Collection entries
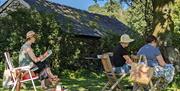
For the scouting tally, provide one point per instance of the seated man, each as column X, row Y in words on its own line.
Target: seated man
column 27, row 57
column 120, row 57
column 155, row 59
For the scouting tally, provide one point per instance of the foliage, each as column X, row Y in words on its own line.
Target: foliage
column 176, row 19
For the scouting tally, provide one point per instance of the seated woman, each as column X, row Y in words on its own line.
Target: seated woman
column 27, row 57
column 155, row 59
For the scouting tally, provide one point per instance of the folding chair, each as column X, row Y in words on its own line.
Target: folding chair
column 113, row 81
column 13, row 70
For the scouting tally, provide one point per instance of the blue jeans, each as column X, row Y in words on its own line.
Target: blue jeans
column 123, row 69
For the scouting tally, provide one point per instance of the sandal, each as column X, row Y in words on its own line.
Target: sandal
column 44, row 87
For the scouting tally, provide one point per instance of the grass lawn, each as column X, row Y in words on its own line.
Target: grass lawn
column 90, row 81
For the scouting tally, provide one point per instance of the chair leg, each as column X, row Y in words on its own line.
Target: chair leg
column 117, row 82
column 104, row 88
column 32, row 80
column 14, row 85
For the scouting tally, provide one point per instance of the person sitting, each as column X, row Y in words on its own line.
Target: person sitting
column 120, row 57
column 27, row 57
column 155, row 59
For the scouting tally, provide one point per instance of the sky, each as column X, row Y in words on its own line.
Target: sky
column 79, row 4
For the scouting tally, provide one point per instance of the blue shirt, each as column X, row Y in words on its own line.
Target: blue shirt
column 151, row 53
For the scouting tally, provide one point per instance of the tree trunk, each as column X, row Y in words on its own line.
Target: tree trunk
column 162, row 22
column 163, row 26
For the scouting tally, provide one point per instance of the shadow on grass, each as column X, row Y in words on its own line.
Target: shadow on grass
column 90, row 81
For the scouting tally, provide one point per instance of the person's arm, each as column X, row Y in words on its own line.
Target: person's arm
column 160, row 60
column 128, row 59
column 32, row 55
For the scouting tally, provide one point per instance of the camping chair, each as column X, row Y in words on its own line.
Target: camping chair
column 13, row 70
column 113, row 81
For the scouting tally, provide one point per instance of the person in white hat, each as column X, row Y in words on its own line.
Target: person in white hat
column 28, row 58
column 120, row 57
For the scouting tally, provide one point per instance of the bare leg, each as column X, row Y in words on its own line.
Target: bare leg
column 43, row 85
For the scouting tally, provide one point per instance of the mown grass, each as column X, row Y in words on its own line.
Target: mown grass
column 91, row 81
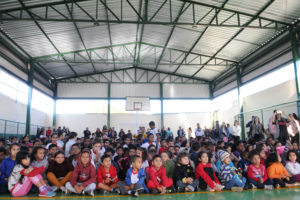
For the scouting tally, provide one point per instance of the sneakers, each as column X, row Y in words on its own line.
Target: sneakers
column 91, row 193
column 47, row 194
column 63, row 189
column 236, row 189
column 181, row 189
column 269, row 187
column 67, row 191
column 253, row 186
column 134, row 193
column 154, row 191
column 52, row 189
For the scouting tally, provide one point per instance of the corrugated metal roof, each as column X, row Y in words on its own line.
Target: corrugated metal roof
column 66, row 38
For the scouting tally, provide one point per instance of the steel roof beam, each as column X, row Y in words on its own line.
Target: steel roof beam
column 181, row 11
column 142, row 22
column 136, row 35
column 199, row 38
column 39, row 26
column 78, row 32
column 234, row 36
column 127, row 44
column 108, row 28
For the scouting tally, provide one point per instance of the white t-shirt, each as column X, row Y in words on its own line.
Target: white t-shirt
column 199, row 133
column 236, row 130
column 58, row 144
column 154, row 132
column 98, row 163
column 146, row 145
column 68, row 146
column 134, row 178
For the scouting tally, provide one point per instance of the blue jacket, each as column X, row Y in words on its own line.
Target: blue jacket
column 7, row 166
column 141, row 176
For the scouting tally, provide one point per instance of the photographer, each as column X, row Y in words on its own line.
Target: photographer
column 281, row 122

Task description
Beginning with the line that contains "of the corrugated", quote each line exactly through the last line of the entries above, and nothing beyond them.

Exercise output
For the scouting tally, provide one point per instance of the corrugated metal roof, each as column X, row Y in words on its own line.
Target: corrugated metal roof
column 66, row 38
For the scouting tally, provide one point per instance of the steel roof beam, each as column X, row Y in words on its own line.
Target: steel roof beam
column 181, row 11
column 142, row 22
column 136, row 35
column 199, row 38
column 39, row 26
column 78, row 32
column 234, row 36
column 127, row 44
column 108, row 28
For the scouting tally, provide one point per instance of the white t-shirt, each as column X, row Y in words on its own line.
Target: white t-shirt
column 199, row 133
column 236, row 130
column 58, row 144
column 154, row 132
column 98, row 163
column 146, row 145
column 68, row 146
column 134, row 178
For the scouting tally, provide one point per instance of the blue jacket, each as column X, row Y in words on its own line.
Target: blue jacket
column 7, row 166
column 141, row 176
For the scouting tally, provide one point per instance of the photographer, each as column X, row Y in words on its own line.
Target: photographer
column 281, row 122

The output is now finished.